### Entries provided
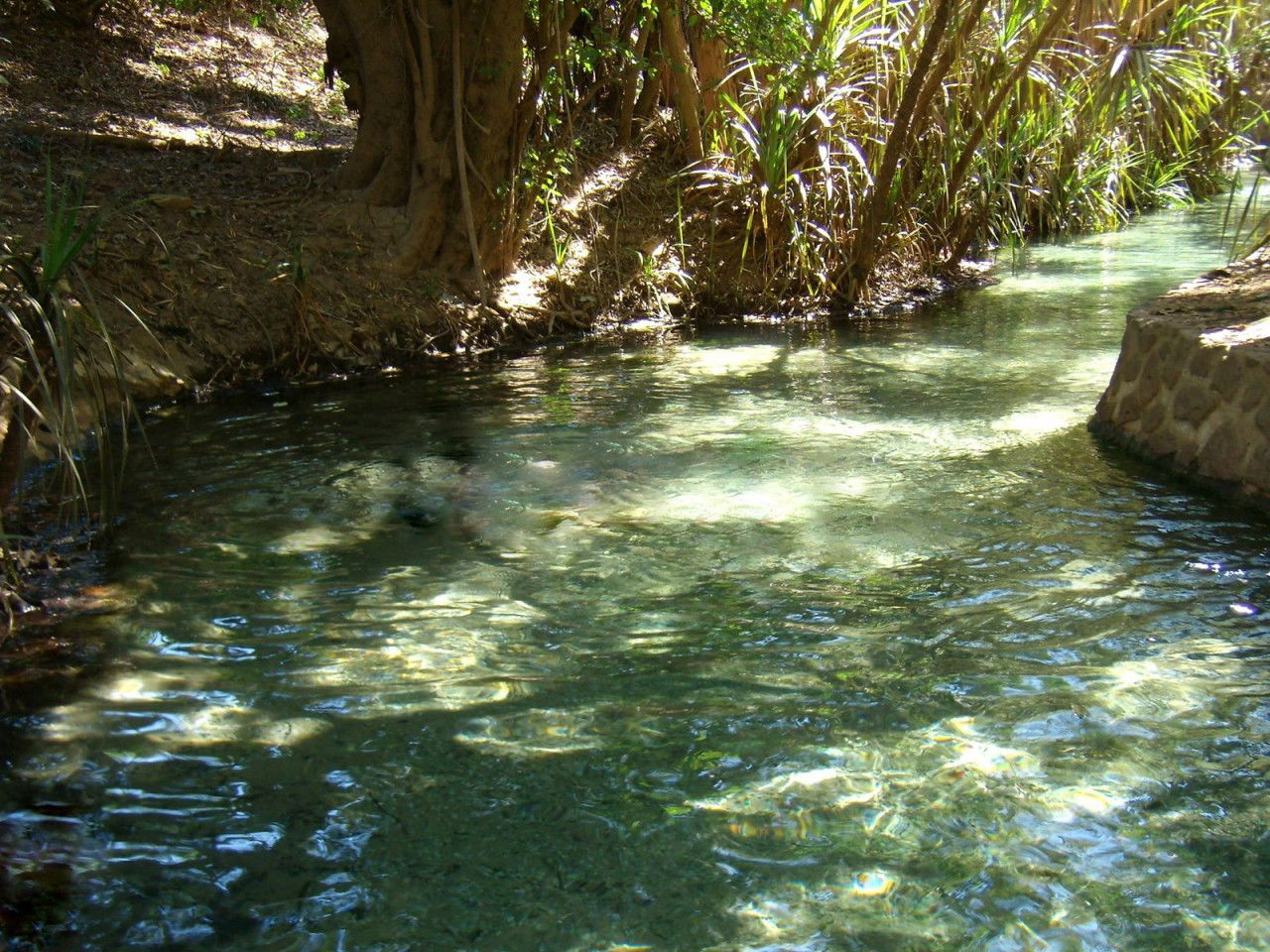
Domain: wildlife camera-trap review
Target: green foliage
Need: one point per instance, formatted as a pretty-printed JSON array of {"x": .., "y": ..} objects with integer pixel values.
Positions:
[
  {"x": 1026, "y": 118},
  {"x": 64, "y": 373}
]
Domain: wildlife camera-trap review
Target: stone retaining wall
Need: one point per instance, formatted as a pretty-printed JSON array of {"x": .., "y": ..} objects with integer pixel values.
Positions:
[{"x": 1192, "y": 389}]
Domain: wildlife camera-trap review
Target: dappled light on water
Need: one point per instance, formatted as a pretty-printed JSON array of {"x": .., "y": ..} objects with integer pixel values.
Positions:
[{"x": 754, "y": 642}]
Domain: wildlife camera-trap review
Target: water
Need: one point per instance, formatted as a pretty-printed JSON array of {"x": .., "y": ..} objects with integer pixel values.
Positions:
[{"x": 752, "y": 642}]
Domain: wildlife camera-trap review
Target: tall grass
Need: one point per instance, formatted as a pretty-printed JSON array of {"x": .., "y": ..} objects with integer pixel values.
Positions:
[
  {"x": 64, "y": 375},
  {"x": 910, "y": 134}
]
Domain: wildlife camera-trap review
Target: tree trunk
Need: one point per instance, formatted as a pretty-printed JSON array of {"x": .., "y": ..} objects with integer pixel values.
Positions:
[
  {"x": 437, "y": 89},
  {"x": 688, "y": 96}
]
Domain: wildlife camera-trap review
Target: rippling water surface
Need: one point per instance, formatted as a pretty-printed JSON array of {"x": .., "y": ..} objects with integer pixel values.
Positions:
[{"x": 748, "y": 642}]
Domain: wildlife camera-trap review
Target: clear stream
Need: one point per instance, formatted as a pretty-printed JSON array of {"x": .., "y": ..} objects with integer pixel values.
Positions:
[{"x": 760, "y": 640}]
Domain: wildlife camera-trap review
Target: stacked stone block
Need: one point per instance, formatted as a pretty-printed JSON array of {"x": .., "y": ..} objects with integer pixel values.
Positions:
[{"x": 1192, "y": 389}]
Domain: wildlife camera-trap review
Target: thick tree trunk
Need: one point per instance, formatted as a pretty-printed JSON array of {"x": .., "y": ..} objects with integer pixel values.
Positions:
[{"x": 437, "y": 89}]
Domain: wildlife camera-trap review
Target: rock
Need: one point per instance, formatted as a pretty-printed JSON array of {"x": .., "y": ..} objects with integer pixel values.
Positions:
[{"x": 1191, "y": 388}]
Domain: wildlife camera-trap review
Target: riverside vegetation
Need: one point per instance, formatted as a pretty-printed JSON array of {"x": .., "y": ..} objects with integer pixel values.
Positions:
[{"x": 526, "y": 168}]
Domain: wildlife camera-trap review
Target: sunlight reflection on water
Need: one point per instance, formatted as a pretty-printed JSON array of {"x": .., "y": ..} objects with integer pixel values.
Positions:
[{"x": 753, "y": 642}]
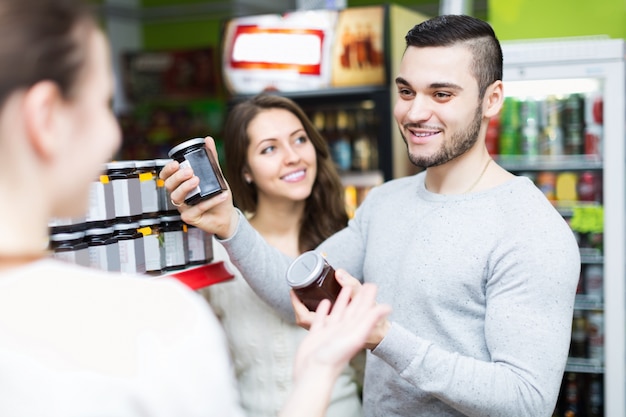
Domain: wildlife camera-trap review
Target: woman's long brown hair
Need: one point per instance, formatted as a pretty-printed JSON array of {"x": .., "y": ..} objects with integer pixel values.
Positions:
[{"x": 325, "y": 211}]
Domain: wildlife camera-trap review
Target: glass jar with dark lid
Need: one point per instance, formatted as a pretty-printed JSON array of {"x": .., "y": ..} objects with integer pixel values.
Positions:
[
  {"x": 192, "y": 154},
  {"x": 103, "y": 249},
  {"x": 173, "y": 230},
  {"x": 126, "y": 190},
  {"x": 130, "y": 244},
  {"x": 313, "y": 279},
  {"x": 70, "y": 247}
]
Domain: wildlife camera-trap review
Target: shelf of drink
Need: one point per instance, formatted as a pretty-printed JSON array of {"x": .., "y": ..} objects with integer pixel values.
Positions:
[
  {"x": 591, "y": 256},
  {"x": 202, "y": 276},
  {"x": 584, "y": 365},
  {"x": 584, "y": 302},
  {"x": 549, "y": 162},
  {"x": 566, "y": 208},
  {"x": 362, "y": 179}
]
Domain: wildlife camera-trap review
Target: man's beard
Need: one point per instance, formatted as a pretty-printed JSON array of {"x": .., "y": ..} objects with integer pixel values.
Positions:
[{"x": 458, "y": 144}]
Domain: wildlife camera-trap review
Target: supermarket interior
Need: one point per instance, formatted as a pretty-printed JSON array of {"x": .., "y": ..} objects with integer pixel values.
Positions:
[{"x": 182, "y": 65}]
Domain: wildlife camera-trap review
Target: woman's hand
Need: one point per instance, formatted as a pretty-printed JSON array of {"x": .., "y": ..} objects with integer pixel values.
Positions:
[
  {"x": 216, "y": 215},
  {"x": 305, "y": 318},
  {"x": 333, "y": 340}
]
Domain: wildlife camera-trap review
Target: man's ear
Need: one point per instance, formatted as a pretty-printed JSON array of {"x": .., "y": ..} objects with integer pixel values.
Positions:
[
  {"x": 41, "y": 105},
  {"x": 494, "y": 97}
]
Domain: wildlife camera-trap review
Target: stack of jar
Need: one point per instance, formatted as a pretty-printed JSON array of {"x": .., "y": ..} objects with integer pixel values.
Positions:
[{"x": 131, "y": 225}]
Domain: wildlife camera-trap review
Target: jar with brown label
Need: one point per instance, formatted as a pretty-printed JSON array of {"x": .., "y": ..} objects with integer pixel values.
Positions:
[
  {"x": 313, "y": 279},
  {"x": 192, "y": 154}
]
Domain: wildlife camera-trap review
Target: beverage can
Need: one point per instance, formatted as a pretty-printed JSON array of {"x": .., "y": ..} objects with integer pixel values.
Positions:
[
  {"x": 546, "y": 181},
  {"x": 590, "y": 187},
  {"x": 593, "y": 281},
  {"x": 595, "y": 331}
]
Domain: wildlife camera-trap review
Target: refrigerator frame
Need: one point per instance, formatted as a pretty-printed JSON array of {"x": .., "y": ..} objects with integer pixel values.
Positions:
[{"x": 603, "y": 58}]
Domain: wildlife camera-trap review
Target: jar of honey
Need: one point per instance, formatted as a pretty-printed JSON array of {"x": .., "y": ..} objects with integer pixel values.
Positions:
######
§ **Given exercise**: Reproduce the data word for word, excluding its pictures.

§ **Finished answer**:
Domain: wildlife camera-trap review
Target: green foliage
Need: one point per instance, formatted as a pretty-printed JSON array of {"x": .., "y": ..} objects with integer pixel values.
Positions:
[
  {"x": 1026, "y": 118},
  {"x": 64, "y": 373}
]
Domain: wildlife camera-trap review
Target: stone retaining wall
Need: one point per instance, formatted as a pretty-printed JSON array of {"x": .., "y": ..} objects with integer pixel values.
Positions:
[{"x": 1192, "y": 389}]
Domain: wildlife camera-trap review
Target: dappled light on water
Need: one point per instance, formatted as a pretty-printed JSON array of {"x": .., "y": ..} objects with integer pixel values.
Positions:
[{"x": 754, "y": 642}]
Domain: wildlife camera-trap review
Target: water
Need: one point per instance, formatted as a pretty-printed JSON array of {"x": .., "y": ..} objects with integer pixel values.
Positions:
[{"x": 752, "y": 642}]
Domain: wildlife camera-trap review
Target: tall grass
Need: one point per instance, formatted as a pretty-printed JSON array of {"x": .., "y": ..} objects with integer pixel values.
Positions:
[
  {"x": 64, "y": 375},
  {"x": 910, "y": 134}
]
Domain: wildlife camera-trap review
Target: tree trunk
Need: one point per instance, formatted as a pretty-printed JSON array of {"x": .., "y": ..} objects with integer pixel values.
Positions:
[
  {"x": 437, "y": 89},
  {"x": 688, "y": 96}
]
Domain: wildlife camera-trap review
Target: rippling water surface
Need: one point per instance, formatted as a pretty-printed JSON array of {"x": .., "y": ..} objects with integer pixel values.
Positions:
[{"x": 748, "y": 642}]
Domain: wildlife camera-trap review
Target: clear stream
Need: one point per instance, formatted as a pretty-printed JSON array of {"x": .., "y": ..} objects with integer pixel values.
Positions:
[{"x": 760, "y": 640}]
Domain: wildlife camera-trap review
Target: stacked stone block
Need: one point per instance, formatted as a pretty-printed JSON array of {"x": .., "y": ..} objects with integer pixel values.
Positions:
[{"x": 1192, "y": 389}]
Domain: wildlife camera-trap review
Target: thick tree trunk
Need: one point per instance, formatted as a pretty-printed JSON array of {"x": .., "y": ..} objects with integer pixel values.
Positions:
[{"x": 437, "y": 89}]
Domain: wildlife camera-trap review
Target: rock
Need: one point per instance, formatted as a pretty-printed JSON array of {"x": .., "y": ..} objects with integer pixel values.
Positions:
[{"x": 1191, "y": 388}]
Domain: wildlife camera-trap review
Target: riverside vegetation
Need: one point per instance, formatted as a pretty-printed JSON array of {"x": .., "y": ..} objects with integer pixel values.
Positions:
[{"x": 526, "y": 168}]
Domain: wildlife camera-trap review
Target: sunlight reflection on water
Need: one point per instance, formatted as a pretty-printed JSON array of {"x": .., "y": ..} objects with integer pixel values.
Positions:
[{"x": 753, "y": 642}]
Domain: wildlife camera-trap review
Target: woman's long brown hair
Need: one point per instance, formatted as a pretty-printed JSON array of {"x": .., "y": ..} objects with integer pixel values.
Positions:
[{"x": 325, "y": 211}]
Domain: wildlife camera-trap review
Target: glass jar with dark lid
Need: one point per instance, formatted as a pretty-printed JSON array of {"x": .., "y": ..} objects with integer pixel values.
Positions:
[
  {"x": 192, "y": 154},
  {"x": 103, "y": 249},
  {"x": 173, "y": 230},
  {"x": 126, "y": 190},
  {"x": 130, "y": 244},
  {"x": 313, "y": 279},
  {"x": 70, "y": 247}
]
Domain: wildlife camera-trap review
Target: shelf of drink
Need: one point per instance, formatted as a pretty-printed JSON array of {"x": .., "y": ..} objects with integer pixel values.
Positions:
[
  {"x": 591, "y": 256},
  {"x": 202, "y": 276},
  {"x": 584, "y": 365},
  {"x": 584, "y": 302},
  {"x": 549, "y": 162},
  {"x": 566, "y": 208},
  {"x": 362, "y": 179}
]
Domain: wildlife camera-trap review
Target: man's beard
Need: one point per instance, formatted as a pretty-printed JSON array of {"x": .., "y": ..} objects with integer pixel values.
Positions:
[{"x": 458, "y": 144}]
Domain: wildlife camera-trap review
Target: supermarket interior
Need: one point per instance, formatted as a pretty-printed JSON array of {"x": .., "y": ..} objects with integer pixel values.
Positions:
[{"x": 182, "y": 65}]
Domain: wildlife camera-trap review
Target: woman's hand
Need: one point per instance, formatted as a pretty-printed JSON array of {"x": .., "y": ..} objects with integer pixel values.
Positions:
[
  {"x": 216, "y": 215},
  {"x": 305, "y": 318},
  {"x": 333, "y": 340}
]
Domain: wildlife camera-trap review
Target: man's ear
Need: one point per instance, formatted as a pretty-printed JSON array of {"x": .., "y": ..} objects with integer pixel values.
Positions:
[
  {"x": 41, "y": 105},
  {"x": 494, "y": 97}
]
Domain: wildlife camera-trap review
Target: stack of jar
Need: one point per instance, formatted as a pretty-printed JSON array of {"x": .., "y": ..} objects with integer pixel values.
Positions:
[{"x": 131, "y": 225}]
Domain: wildlife camera-trap review
Target: jar with brown label
Need: one point per instance, formatted as a pretty-printed JSON array of {"x": .., "y": ..} objects with integer pixel values.
Positions:
[
  {"x": 313, "y": 279},
  {"x": 192, "y": 154}
]
Domain: wildlife camera-trap review
Target: beverage can
Need: one point per instance, formatted as a pretty-printed JSON array of {"x": .., "y": ..} objects with integer pixel values.
Positions:
[
  {"x": 546, "y": 181},
  {"x": 590, "y": 187},
  {"x": 593, "y": 281},
  {"x": 595, "y": 331}
]
Domain: wildlife camera-trap review
Target: refrigerator frame
Need: one point per instance, formatted as a pretty-printed JSON array of {"x": .., "y": ..} objects with integer pixel values.
Positions:
[{"x": 603, "y": 58}]
Domain: wildlife camera-trap review
Target: jar of honey
Need: one point per instance, formatted as a pretty-printed JSON array of {"x": .., "y": ..} objects with integer pixel values.
Positions:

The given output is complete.